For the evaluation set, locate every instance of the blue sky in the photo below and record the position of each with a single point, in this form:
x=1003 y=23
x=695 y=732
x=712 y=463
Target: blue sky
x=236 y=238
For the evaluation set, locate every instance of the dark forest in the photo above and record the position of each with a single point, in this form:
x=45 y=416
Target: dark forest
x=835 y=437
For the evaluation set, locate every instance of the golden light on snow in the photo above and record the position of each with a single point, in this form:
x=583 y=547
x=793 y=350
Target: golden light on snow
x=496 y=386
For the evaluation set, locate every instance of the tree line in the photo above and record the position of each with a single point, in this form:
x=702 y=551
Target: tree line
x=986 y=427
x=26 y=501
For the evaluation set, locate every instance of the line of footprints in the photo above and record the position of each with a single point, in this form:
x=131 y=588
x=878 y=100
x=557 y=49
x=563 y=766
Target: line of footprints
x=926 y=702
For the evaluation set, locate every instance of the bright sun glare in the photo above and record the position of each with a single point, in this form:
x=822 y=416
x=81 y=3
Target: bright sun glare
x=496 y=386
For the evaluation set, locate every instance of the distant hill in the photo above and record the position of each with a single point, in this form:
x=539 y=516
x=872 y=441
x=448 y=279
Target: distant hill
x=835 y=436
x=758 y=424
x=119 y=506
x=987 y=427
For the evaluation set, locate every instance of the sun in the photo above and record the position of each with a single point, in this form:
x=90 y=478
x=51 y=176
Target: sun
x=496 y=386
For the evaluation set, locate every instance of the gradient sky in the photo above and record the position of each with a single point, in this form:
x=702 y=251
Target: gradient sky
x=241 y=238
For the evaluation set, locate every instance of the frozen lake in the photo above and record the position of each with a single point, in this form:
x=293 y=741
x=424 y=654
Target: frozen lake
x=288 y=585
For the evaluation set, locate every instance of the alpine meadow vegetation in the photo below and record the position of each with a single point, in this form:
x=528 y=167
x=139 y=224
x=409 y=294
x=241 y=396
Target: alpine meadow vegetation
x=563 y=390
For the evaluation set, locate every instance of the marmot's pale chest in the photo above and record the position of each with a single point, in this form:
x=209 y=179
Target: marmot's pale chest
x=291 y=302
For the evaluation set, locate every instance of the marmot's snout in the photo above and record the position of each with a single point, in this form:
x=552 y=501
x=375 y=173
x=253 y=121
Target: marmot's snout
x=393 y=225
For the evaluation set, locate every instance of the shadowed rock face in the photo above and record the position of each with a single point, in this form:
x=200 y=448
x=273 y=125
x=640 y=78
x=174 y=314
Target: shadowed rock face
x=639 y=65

■ WRITTEN TASK: Please turn all the items above into a numbered list with one line per entry, leaving out any blank lines.

■ EXPECTED ANSWER:
1. For the evaluation set, locate every instance of the blue sky in the photo below and record the position of each with a single point, in this form:
2. x=1003 y=23
3. x=695 y=732
4. x=712 y=463
5. Target: blue sky
6. x=236 y=238
7. For the evaluation set, locate every instance of the dark forest in the photo above and record the position of each with a single point, in this form:
8. x=45 y=416
9. Target: dark forest
10. x=835 y=437
11. For the evaluation set, locate every instance of the golden light on snow in the photo above and record the position of each with a single point, in this form:
12. x=583 y=547
13. x=793 y=350
14. Target: golden light on snow
15. x=496 y=386
16. For the evaluation set, locate every instance of the tree line in the photo above and record the position of each with a single point, in this form:
17. x=702 y=551
18. Target: tree line
19. x=986 y=427
20. x=26 y=501
21. For the evaluation set, locate every instance of the line of footprints in the photo above and record the position of each with a single point, in this form:
22. x=131 y=588
23. x=878 y=100
24. x=557 y=49
25. x=563 y=766
26. Target: line of footprints
27. x=926 y=702
28. For the evaluation set, locate every instance of the bright sun glare in the photo above and record the position of each with a single point, in this form:
29. x=822 y=416
30. x=81 y=3
31. Target: bright sun glare
32. x=496 y=386
33. For the evaluation set, locate every instance of the distant hill in the photo above and record the position of each with a single point, in this form:
34. x=539 y=516
35. x=872 y=441
36. x=448 y=279
37. Target: distant hill
38. x=835 y=436
39. x=758 y=424
40. x=119 y=506
41. x=987 y=427
42. For the evaluation set, locate every instance of the sun in the photo above and record the position of each with a single point, in this form:
43. x=90 y=478
44. x=51 y=176
45. Target: sun
46. x=496 y=386
47. For the evaluation set, locate every instance of the gradient sky in the photo above and record the position of each with a single point, in this form:
48. x=702 y=251
49. Target: gradient sky
50. x=241 y=238
51. For the evaluation set, locate every instance of the frozen lake in the photo above and record the position of each with a single point, in this form:
52. x=293 y=741
53. x=424 y=654
54. Target: frozen lake
55. x=288 y=585
56. For the evaluation set, locate every instance of the alpine meadow vegetation in the photo below and record the position of each with a single point, in this form:
57. x=528 y=167
58. x=139 y=224
59. x=409 y=294
60. x=241 y=396
61. Target: alpine meadow vegetation
62. x=563 y=390
63. For the evaluation set, locate every instance of the marmot's pale chest in the photo above and record the position of each with a single point, in this form:
64. x=209 y=179
65. Target: marmot's pale chest
66. x=291 y=302
67. For the evaluation set, locate every instance of the marmot's snout in the photo above and record the position of each with a single point, in this form:
68. x=552 y=501
69. x=375 y=173
70. x=253 y=121
71. Target: marmot's snout
72. x=393 y=225
73. For the evaluation set, locate every instance of the shadowed rock face in the photo above and record the position of each with a single point, in this form:
74. x=200 y=448
75. x=273 y=125
76. x=640 y=78
77. x=174 y=314
78. Target: shadowed rock face
79. x=639 y=65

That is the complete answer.